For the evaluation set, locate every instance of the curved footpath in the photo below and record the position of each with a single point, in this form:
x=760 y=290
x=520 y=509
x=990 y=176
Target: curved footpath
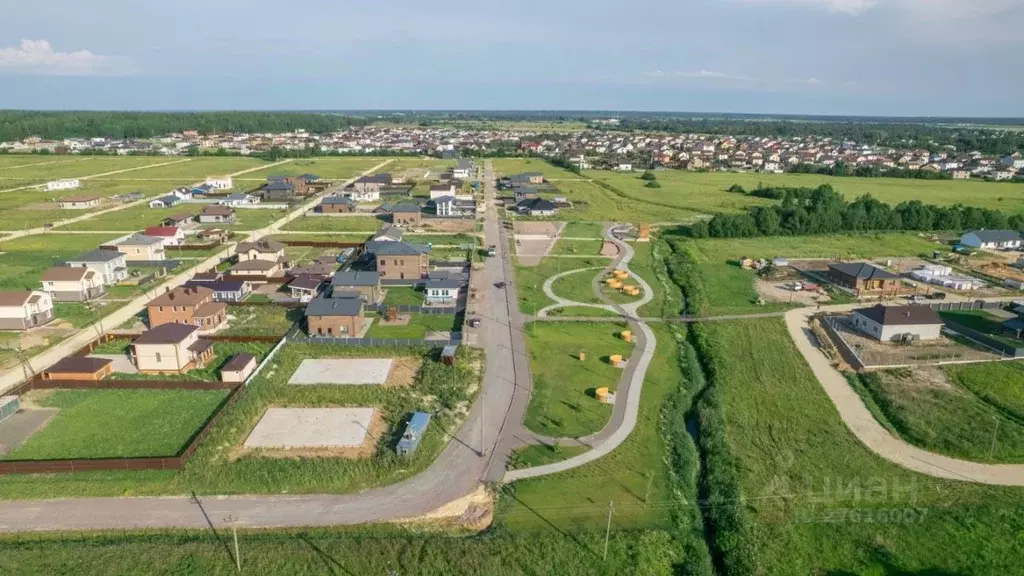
x=863 y=425
x=627 y=407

========

--- DIRECTIVE ---
Copy out every line of the records above, requests included, but shift each answer coordinate by adding 61 to it. Keep the sample coordinates in the requests unchanged, and leave the pictures out.

--- EXPECTED ANSWER ---
For the evaluation set, locate every instance of the curved footpath in the photo below and record the position of each with a single point, in this form:
x=760 y=290
x=520 y=509
x=990 y=176
Target: curved footpath
x=924 y=486
x=688 y=468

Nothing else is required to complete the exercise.